■ Page extract
Our Story

A new delivery truck proudly displayed in front of the Butler Music Company - about 1913.
1913

Reynolds Associates is a company that began nearly fifty years ago, with the renovation of a municipal pipe organ in Marion, IN.

But the story actually begins long before that.

Thad and David Reynolds are the latest businessmen in a family whose entrepreneurial interests have centered on musical instruments for over 120 years. Thad’s great-grandfather, Thad Butler, manufactured pianos and parlor reed organs in central Indiana before the turn of the twentieth century.

In his twenties, he started Indiana’s most successful carriage factory. In his thirties, he had transitioned to the real estate business during east central Indiana’s gas boom. By the age of forty, he had become a retailer, first selling bicycles, and finally settling on musical instruments. The firm he founded, the Butler Music Company, became a business institution in central Indiana for nearly a century.

■ Data extract
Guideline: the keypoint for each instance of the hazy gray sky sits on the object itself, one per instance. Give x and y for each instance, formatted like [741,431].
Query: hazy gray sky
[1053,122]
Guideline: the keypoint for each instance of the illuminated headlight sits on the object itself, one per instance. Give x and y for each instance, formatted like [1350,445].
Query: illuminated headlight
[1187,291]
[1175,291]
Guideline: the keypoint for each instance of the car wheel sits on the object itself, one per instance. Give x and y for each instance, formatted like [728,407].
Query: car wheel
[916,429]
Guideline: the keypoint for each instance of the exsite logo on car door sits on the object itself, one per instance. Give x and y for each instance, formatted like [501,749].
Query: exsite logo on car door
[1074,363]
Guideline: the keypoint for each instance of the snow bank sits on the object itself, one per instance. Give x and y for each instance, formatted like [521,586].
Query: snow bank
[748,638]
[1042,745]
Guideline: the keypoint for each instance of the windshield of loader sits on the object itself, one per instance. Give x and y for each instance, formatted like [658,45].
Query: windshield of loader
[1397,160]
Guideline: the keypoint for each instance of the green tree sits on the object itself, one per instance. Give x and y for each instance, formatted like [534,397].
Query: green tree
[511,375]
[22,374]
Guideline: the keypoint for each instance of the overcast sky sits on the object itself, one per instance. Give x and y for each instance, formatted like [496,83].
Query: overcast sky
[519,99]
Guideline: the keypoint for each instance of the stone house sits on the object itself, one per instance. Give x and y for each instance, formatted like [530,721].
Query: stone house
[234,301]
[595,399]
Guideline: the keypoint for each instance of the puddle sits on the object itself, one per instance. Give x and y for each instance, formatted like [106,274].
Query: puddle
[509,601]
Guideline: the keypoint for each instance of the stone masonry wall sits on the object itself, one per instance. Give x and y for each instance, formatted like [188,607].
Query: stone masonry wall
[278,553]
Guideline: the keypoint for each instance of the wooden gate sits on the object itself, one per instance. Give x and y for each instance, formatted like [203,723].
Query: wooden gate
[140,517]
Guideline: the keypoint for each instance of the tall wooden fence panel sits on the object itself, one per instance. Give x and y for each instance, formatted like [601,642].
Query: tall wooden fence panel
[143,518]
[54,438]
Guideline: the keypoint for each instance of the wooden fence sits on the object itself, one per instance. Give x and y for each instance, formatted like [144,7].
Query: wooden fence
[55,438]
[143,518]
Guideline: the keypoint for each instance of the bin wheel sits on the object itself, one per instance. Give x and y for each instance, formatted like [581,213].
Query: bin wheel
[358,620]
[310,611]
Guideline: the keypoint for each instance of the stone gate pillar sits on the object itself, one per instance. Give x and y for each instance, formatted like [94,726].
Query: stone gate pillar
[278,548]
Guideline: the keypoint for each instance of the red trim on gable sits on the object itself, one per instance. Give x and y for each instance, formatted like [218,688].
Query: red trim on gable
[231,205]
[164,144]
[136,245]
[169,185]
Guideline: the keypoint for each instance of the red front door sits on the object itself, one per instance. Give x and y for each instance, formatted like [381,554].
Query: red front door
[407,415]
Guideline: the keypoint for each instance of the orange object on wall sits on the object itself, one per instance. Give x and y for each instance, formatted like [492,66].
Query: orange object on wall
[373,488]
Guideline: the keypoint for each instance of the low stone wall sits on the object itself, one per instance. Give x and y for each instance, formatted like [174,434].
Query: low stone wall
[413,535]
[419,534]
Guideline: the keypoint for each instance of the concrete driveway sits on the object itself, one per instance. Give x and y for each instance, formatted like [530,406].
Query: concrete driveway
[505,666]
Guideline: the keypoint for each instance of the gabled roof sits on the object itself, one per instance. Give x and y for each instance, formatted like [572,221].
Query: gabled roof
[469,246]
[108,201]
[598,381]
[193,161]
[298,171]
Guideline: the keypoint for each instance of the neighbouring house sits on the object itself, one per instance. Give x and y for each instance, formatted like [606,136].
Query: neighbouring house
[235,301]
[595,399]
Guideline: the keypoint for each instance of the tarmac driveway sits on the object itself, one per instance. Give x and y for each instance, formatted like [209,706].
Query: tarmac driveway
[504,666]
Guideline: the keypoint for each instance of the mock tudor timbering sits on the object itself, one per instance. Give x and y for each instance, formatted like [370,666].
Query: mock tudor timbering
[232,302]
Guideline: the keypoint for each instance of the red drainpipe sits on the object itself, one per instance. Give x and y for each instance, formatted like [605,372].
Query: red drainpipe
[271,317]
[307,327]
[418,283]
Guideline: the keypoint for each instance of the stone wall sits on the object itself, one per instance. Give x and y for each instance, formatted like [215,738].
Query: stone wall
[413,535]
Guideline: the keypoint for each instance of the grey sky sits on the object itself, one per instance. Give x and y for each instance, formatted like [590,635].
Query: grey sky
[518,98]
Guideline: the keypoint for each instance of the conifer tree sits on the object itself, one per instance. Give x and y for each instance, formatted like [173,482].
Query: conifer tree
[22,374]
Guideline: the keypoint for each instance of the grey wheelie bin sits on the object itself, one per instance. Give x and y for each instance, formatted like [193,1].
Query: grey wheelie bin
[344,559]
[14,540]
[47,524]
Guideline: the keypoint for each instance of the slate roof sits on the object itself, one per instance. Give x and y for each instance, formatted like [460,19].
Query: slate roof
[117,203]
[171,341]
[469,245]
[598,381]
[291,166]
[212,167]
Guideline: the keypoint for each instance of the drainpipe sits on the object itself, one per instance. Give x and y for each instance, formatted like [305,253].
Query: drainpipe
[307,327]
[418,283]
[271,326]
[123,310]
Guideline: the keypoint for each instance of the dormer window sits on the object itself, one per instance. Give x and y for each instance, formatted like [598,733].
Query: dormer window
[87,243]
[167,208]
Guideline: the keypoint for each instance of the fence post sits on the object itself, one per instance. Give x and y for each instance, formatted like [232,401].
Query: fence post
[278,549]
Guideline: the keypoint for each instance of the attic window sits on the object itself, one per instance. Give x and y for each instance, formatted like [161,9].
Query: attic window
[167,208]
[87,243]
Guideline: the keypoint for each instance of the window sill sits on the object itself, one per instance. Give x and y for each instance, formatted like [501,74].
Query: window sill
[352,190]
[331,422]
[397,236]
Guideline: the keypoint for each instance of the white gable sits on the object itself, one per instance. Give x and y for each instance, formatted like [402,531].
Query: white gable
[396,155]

■ Task to complete
Print the "Our Story" text from above again in full, word for word.

■ Exercise output
Our Story

A new delivery truck proudly displayed in front of the Butler Music Company - about 1913.
1913

Reynolds Associates is a company that began nearly fifty years ago, with the renovation of a municipal pipe organ in Marion, IN.

But the story actually begins long before that.

Thad and David Reynolds are the latest businessmen in a family whose entrepreneurial interests have centered on musical instruments for over 120 years. Thad’s great-grandfather, Thad Butler, manufactured pianos and parlor reed organs in central Indiana before the turn of the twentieth century.

In his twenties, he started Indiana’s most successful carriage factory. In his thirties, he had transitioned to the real estate business during east central Indiana’s gas boom. By the age of forty, he had become a retailer, first selling bicycles, and finally settling on musical instruments. The firm he founded, the Butler Music Company, became a business institution in central Indiana for nearly a century.